— START OF DATASET EXTRACT —

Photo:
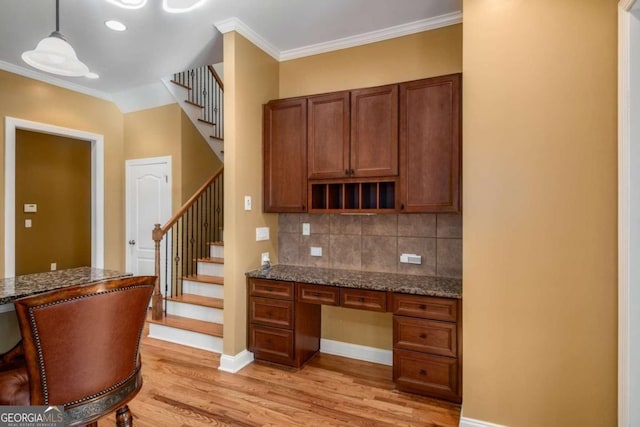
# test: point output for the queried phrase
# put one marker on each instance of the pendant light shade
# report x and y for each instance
(55, 55)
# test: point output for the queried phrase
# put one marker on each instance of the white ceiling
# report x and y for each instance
(157, 43)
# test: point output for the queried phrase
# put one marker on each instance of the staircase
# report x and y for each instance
(188, 302)
(195, 317)
(200, 93)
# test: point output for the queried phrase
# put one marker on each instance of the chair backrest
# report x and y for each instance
(81, 343)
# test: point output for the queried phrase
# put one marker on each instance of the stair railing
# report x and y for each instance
(185, 238)
(206, 91)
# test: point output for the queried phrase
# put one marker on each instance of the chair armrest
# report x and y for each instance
(13, 358)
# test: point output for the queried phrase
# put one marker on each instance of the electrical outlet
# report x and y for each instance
(262, 233)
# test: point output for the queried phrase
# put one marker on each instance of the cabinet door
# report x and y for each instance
(328, 135)
(285, 155)
(374, 131)
(430, 145)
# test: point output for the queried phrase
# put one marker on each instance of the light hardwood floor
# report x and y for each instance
(183, 387)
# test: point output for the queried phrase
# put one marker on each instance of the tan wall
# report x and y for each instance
(199, 162)
(426, 54)
(251, 79)
(29, 99)
(155, 132)
(53, 172)
(539, 257)
(9, 331)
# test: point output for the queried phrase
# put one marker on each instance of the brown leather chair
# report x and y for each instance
(80, 349)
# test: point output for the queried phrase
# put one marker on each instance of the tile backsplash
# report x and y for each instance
(374, 242)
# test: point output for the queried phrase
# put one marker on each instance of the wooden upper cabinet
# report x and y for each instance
(328, 135)
(430, 145)
(374, 132)
(285, 155)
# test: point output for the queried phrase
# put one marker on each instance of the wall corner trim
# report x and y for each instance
(355, 351)
(470, 422)
(235, 24)
(233, 364)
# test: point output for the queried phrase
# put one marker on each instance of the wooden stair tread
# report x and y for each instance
(208, 328)
(180, 84)
(211, 260)
(207, 122)
(203, 278)
(198, 300)
(195, 104)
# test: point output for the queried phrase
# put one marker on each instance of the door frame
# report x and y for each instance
(138, 162)
(628, 212)
(12, 124)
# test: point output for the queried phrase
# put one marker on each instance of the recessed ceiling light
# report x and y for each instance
(115, 25)
(129, 4)
(181, 6)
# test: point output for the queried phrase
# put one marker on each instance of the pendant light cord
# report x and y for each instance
(57, 16)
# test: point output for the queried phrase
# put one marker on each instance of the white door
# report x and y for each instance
(148, 202)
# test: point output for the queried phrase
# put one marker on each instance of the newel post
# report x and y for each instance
(156, 299)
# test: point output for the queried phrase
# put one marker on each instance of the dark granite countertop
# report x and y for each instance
(30, 284)
(393, 282)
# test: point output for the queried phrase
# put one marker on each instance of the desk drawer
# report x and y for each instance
(428, 336)
(271, 312)
(426, 307)
(271, 289)
(318, 294)
(363, 300)
(271, 344)
(435, 376)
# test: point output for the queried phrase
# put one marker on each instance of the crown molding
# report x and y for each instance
(235, 24)
(374, 36)
(25, 72)
(627, 5)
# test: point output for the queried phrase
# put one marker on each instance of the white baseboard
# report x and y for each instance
(470, 422)
(233, 364)
(355, 351)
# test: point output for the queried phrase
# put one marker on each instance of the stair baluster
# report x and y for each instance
(186, 238)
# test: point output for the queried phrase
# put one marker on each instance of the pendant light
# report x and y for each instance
(55, 55)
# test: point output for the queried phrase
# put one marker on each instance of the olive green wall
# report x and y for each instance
(412, 57)
(55, 173)
(540, 217)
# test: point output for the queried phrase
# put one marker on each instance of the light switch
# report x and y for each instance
(262, 233)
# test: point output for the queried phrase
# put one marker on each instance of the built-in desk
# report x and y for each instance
(284, 320)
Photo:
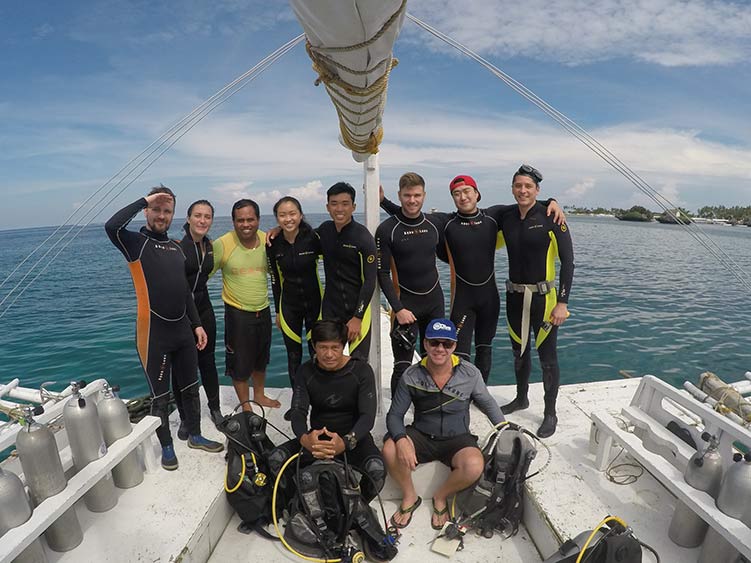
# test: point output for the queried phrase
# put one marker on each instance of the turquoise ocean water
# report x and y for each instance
(646, 298)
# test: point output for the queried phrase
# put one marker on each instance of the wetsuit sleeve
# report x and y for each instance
(383, 244)
(389, 206)
(218, 256)
(366, 401)
(369, 273)
(300, 404)
(565, 249)
(127, 242)
(274, 276)
(485, 401)
(399, 407)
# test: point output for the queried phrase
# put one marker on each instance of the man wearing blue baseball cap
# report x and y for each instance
(441, 386)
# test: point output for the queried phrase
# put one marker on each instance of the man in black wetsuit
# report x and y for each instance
(469, 238)
(349, 261)
(407, 272)
(168, 328)
(339, 391)
(533, 242)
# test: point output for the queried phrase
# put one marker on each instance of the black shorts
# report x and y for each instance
(247, 341)
(433, 448)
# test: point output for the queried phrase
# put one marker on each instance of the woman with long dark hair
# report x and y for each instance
(199, 261)
(293, 267)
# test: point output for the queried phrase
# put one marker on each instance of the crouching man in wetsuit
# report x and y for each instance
(441, 386)
(340, 393)
(168, 328)
(533, 242)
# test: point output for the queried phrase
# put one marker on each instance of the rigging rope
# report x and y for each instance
(601, 151)
(136, 167)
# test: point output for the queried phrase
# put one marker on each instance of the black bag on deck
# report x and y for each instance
(327, 507)
(248, 482)
(495, 502)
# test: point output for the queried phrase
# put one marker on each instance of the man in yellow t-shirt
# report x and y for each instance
(241, 256)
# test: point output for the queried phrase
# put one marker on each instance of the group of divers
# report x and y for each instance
(333, 406)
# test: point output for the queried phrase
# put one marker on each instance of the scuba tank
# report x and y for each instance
(15, 509)
(703, 472)
(113, 416)
(45, 477)
(87, 445)
(734, 495)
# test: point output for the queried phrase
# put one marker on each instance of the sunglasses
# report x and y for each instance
(528, 170)
(445, 344)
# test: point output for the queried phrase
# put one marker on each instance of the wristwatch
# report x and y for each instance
(350, 441)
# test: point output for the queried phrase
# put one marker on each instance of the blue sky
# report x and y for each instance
(87, 85)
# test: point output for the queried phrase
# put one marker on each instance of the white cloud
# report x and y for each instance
(663, 32)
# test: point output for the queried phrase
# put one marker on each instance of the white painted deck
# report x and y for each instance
(183, 515)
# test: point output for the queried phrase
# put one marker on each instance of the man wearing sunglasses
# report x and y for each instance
(469, 239)
(533, 242)
(441, 386)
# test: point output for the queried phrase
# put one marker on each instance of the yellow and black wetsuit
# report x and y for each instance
(166, 316)
(533, 244)
(293, 269)
(408, 277)
(349, 260)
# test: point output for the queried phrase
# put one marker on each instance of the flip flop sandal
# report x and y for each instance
(410, 510)
(437, 512)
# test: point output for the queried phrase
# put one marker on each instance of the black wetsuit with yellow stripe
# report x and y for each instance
(408, 277)
(349, 260)
(166, 316)
(293, 269)
(533, 244)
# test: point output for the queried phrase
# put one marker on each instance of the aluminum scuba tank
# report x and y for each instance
(113, 416)
(736, 483)
(45, 477)
(703, 472)
(15, 509)
(87, 444)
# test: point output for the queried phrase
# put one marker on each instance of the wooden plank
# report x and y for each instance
(17, 539)
(732, 529)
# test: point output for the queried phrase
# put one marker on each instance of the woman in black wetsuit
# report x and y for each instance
(199, 261)
(293, 268)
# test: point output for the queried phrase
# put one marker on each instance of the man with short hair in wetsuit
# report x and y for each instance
(241, 256)
(533, 242)
(407, 272)
(339, 391)
(349, 261)
(469, 238)
(441, 387)
(168, 328)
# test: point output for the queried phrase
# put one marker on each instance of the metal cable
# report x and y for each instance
(163, 144)
(601, 151)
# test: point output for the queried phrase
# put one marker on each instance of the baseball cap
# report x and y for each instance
(465, 180)
(440, 328)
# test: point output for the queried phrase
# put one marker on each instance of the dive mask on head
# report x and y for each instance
(532, 172)
(404, 336)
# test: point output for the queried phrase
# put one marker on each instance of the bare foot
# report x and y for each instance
(265, 401)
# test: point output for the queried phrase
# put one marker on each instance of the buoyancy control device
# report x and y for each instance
(328, 506)
(495, 502)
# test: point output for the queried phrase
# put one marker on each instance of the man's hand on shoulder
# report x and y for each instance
(354, 325)
(559, 216)
(405, 452)
(405, 317)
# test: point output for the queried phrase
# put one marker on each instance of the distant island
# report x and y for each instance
(736, 215)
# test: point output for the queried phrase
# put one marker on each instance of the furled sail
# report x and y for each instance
(350, 44)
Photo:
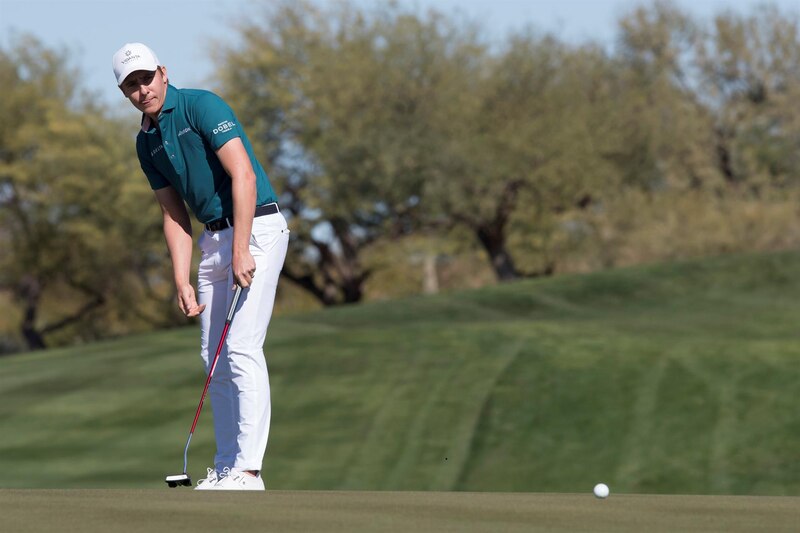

— END OF DATASET EXTRACT —

■ YOUR OBJECTIVE: Show each line of the items that contains the string "cabinet"; uppercase and lowercase letters count as different.

■ EXERCISE ANSWER:
# put one marker on each instance of the cabinet door
# put one marker on each instance of the wooden upper cabinet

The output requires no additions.